● Exercise prompt:
Which Visual Studio version does the console log below report as configured?

● Text shown:
Initializing Visual Studio command-line environment...
Visual Studio version 17.14.14 environment configured.
"C:\Program Files (x86)\Microsoft Visual Studio\2022\BuildTools\"
Visual Studio command-line environment initialized for: 'x64'
: advisor -- latest
: compiler -- latest
: dal -- latest
: debugger -- latest
: dev-utilities -- latest
: dnnl -- latest
: dpcpp-ct -- latest
: dpl -- latest
: ipp -- latest
: ippcp -- latest
: mkl -- latest
: ocloc -- latest
: pti -- latest
: tbb -- latest
: umf -- latest
: vtune -- latest
:: oneAPI environment initialized ::
If I directly run C:\Program Files (x86)\Intel\oneAPI\setvars.bat
in cmd, it will complain it can’t find VS environment.

● Material provided:
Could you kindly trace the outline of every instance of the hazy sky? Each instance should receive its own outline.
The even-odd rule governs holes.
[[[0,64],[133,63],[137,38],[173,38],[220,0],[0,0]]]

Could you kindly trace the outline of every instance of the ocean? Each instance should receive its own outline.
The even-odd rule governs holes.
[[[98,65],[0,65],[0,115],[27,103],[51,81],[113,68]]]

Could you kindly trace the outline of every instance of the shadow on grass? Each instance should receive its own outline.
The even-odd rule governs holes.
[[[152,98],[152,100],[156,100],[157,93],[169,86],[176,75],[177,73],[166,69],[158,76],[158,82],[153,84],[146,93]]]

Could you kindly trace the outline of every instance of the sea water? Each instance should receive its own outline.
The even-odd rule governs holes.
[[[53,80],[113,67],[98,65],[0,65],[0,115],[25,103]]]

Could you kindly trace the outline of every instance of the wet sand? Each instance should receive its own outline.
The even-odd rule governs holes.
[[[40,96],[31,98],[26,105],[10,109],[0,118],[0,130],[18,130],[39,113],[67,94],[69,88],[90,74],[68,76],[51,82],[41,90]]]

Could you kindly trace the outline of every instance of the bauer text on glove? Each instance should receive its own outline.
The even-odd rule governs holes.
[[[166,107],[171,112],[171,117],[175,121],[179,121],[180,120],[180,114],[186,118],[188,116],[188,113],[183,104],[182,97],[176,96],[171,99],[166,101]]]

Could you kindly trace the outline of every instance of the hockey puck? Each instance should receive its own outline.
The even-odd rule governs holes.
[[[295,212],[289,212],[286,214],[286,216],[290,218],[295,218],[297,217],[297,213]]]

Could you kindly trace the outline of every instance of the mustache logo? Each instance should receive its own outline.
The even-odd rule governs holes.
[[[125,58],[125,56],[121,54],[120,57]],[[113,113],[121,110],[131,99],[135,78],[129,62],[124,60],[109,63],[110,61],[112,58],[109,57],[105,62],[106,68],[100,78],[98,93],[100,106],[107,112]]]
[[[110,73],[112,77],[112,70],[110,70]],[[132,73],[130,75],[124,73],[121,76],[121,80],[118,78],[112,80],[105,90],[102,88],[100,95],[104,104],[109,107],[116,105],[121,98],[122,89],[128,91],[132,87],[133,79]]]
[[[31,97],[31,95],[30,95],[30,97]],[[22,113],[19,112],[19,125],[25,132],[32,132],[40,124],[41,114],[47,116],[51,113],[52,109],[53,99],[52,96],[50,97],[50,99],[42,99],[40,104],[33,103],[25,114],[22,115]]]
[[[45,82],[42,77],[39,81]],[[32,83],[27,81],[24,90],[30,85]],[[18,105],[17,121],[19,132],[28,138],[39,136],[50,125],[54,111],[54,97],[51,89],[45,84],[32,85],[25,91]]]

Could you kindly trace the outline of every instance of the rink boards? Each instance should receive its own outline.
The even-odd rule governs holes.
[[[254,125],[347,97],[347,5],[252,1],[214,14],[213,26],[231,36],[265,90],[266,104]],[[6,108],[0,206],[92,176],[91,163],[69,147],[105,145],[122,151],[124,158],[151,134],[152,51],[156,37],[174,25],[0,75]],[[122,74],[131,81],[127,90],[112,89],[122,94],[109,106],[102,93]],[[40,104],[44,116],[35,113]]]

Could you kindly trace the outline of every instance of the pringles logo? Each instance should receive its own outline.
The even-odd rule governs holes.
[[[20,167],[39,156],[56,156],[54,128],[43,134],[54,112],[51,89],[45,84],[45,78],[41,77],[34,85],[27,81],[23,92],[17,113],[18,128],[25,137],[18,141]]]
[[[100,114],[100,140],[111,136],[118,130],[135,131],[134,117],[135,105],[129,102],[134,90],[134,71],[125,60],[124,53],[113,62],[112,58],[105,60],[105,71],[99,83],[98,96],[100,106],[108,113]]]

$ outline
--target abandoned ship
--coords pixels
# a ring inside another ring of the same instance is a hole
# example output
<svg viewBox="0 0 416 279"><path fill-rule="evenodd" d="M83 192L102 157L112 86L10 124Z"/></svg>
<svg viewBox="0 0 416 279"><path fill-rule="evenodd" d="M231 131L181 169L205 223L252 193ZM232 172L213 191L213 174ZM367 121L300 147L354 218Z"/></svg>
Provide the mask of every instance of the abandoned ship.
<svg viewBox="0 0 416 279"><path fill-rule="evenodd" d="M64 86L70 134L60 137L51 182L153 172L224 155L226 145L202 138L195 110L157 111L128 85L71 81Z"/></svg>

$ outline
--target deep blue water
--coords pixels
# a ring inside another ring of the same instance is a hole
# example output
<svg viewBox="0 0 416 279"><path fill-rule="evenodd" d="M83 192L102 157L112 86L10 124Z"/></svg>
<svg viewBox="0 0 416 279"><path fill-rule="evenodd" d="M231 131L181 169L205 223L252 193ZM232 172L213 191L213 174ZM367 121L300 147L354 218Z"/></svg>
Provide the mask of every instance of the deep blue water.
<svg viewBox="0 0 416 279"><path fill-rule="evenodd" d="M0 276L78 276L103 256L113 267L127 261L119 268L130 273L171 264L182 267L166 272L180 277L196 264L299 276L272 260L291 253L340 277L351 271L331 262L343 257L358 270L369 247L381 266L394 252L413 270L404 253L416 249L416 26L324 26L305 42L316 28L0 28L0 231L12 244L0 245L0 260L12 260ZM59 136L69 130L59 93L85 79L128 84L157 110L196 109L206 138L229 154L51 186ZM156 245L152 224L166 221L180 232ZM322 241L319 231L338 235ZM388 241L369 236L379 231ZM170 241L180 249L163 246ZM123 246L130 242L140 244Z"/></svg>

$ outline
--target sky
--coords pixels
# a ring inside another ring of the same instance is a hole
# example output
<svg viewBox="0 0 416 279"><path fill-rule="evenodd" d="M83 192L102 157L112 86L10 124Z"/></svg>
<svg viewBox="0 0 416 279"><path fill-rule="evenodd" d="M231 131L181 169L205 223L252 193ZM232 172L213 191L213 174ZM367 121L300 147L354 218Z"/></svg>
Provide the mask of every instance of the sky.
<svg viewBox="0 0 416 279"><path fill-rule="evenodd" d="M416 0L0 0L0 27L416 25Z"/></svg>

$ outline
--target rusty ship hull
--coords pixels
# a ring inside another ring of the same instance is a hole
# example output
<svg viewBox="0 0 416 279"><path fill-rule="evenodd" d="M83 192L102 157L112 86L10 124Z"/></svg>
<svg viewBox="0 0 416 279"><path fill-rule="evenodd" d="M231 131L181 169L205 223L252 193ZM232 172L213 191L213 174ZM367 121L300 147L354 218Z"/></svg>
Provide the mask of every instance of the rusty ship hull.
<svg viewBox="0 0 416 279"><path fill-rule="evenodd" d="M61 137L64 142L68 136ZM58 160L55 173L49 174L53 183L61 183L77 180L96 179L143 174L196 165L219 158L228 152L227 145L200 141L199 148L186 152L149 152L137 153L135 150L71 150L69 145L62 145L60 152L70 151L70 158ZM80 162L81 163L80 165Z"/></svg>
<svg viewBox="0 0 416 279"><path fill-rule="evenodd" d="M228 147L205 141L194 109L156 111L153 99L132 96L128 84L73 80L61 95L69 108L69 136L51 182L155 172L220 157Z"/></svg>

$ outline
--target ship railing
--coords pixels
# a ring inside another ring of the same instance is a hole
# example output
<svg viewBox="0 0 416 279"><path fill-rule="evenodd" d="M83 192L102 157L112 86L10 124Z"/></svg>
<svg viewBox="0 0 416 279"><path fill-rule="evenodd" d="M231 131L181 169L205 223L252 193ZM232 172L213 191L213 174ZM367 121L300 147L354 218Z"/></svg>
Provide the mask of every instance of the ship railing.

● Response to the task:
Version 17.14.14.